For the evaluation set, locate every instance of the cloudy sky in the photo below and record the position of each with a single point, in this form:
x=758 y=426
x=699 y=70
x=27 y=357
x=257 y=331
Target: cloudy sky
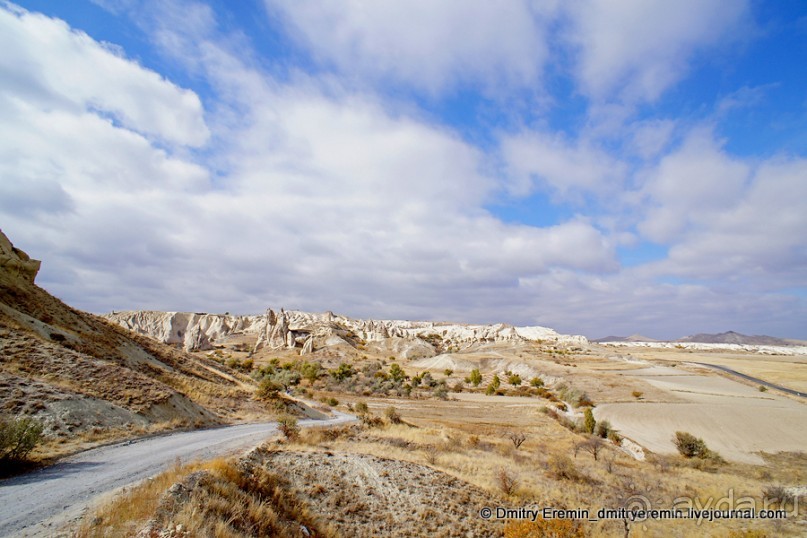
x=596 y=166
----------------------------------------
Rewrite the material above, replacing "cloudy sky" with "overcast sky" and keeping everything else the same. Leave the pictures out.

The reply:
For the evaluation set, locate every instance of the overcast sky in the photo below and record the position of each with a single point, in this form:
x=758 y=426
x=699 y=70
x=27 y=357
x=257 y=331
Target: overcast sky
x=596 y=166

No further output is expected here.